Astronauts on long term space missions incur multiple space radiation risks including cancer, late and early central nervous system effects, cardiovascular diseases, and accelerated aging. A common mechanistic pathway in these events is unchecked oxidative stress. We have developed a countermeasure that protects mice from whole body x-ray radiation-induced death when given systemically 4 hours after lethal radiation exposure. At this time point, a lot of the immediate free radical generation from ionizing radiation exposure has already occurred and yet, we were able to protect these mice. This is largely due to the extremely potent free radical scavenging ability of our C60 fullerene derivative we term C60-ser that (i) has been made biocompatible by decorating it with a serinol malonamide to dramatically increase its water solubility (>250 mg/ml) and (ii) readily traverses physical barriers within tissues and cells to achieve excellent concentrations in all tissues within the body. C60-ser exists in a dynamic equilibrium state seamlessly flipping between the conjugate monomers (~3nm) and aggregates (100-2000 nm). Such duality enables the conjugates to use passive diffusion and active transport (e.g. endocytosis, transcytosis) for efficient and seamless shuttling from the vasculature to tissues including the brain. The sub-5nm size also allows a long circulation time by evading opsonization and reticuloendothelial capture and facilitating renal elimination. C60-ser can be reliably and reproducibly created in our facilities by facile and scalable techniques that we have pioneered. The studies proposed in this submission are extensions of this exciting preliminary work that will now explore the ability of C60-ser to protect multiple cell types from charged particle radiotherapy injuries. Collectively these studies will set the stage for testing C60-ser in animal models in phase II of this NASA SBIR program.

> [APPLY WHAT YOU READ]:
1. Translate this sentence from the radiation countermeasure passage into Spanish: "A common mechanistic pathway in these events is unchecked oxidative stress."
2. Extend the radiation countermeasure passage with a few sentences that follow on from its final sentence.

Collection entries:
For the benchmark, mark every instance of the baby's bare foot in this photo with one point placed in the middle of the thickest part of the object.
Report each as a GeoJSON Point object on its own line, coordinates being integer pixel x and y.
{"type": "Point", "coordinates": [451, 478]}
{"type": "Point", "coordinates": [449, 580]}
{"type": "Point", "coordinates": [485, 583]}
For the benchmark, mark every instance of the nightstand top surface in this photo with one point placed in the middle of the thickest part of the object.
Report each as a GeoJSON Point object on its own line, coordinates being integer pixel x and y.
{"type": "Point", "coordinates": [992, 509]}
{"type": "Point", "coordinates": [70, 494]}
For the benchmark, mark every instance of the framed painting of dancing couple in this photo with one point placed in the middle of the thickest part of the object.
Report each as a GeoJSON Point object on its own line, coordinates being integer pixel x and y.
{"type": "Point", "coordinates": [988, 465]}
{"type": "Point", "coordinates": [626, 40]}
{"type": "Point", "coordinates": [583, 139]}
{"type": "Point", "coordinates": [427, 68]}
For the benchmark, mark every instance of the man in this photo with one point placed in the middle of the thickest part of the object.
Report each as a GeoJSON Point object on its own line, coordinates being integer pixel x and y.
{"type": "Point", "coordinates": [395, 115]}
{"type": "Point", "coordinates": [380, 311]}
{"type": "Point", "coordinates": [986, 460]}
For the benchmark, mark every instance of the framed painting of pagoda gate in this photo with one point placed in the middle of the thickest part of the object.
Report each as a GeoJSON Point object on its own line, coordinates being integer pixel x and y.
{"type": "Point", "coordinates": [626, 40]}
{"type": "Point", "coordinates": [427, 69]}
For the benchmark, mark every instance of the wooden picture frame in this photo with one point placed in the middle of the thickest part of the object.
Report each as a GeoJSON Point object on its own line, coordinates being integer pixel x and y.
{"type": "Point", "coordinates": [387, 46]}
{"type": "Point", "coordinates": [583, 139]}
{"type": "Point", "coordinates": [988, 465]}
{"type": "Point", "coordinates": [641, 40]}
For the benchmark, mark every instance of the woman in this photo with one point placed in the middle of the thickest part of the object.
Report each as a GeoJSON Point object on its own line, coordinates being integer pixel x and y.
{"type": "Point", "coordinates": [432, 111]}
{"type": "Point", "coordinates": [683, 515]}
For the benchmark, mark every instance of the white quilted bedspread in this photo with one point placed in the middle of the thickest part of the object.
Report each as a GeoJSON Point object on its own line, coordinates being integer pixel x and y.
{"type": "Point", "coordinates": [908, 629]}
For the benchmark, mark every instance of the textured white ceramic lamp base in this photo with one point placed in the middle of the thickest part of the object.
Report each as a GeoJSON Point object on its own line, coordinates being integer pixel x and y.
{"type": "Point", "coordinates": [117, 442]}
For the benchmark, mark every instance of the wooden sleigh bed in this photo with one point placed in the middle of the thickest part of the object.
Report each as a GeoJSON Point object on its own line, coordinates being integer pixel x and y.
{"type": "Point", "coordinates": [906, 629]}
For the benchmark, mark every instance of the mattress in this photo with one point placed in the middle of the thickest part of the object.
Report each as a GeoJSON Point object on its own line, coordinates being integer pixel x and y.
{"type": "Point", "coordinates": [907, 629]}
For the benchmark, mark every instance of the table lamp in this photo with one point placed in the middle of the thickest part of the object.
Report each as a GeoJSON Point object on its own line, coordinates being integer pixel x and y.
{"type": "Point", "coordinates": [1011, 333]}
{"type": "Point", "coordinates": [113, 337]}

> [RESPONSES FOR EACH TASK]:
1. Una vía mecanística común en estos eventos es el estrés oxidativo sin control.

2.
We have developed a radiation countermeasure, C60-ser, that protects mice from whole body x-ray radiation-induced death when given systemically 4 hours after lethal radiation exposure. If these properties hold true with space exposure-relevant radiation types, energies, and doses, we expect C60-ser could be used by astronauts during space missions (prophylactically before take-off or therapeutically after documented high-risk exposure such as a solar flare event).
Our radiation countermeasure, C60-ser, protects mice from whole body x-ray radiation-induced death when given systemically 4 hours after radiation via extremely potent free radical scavenging. This ability could make it valuable as a radiation protector during cancer radiotherapy and/or as a radiation mitigator following incidental radiation exposure from nuclear accidents or bioterrorism.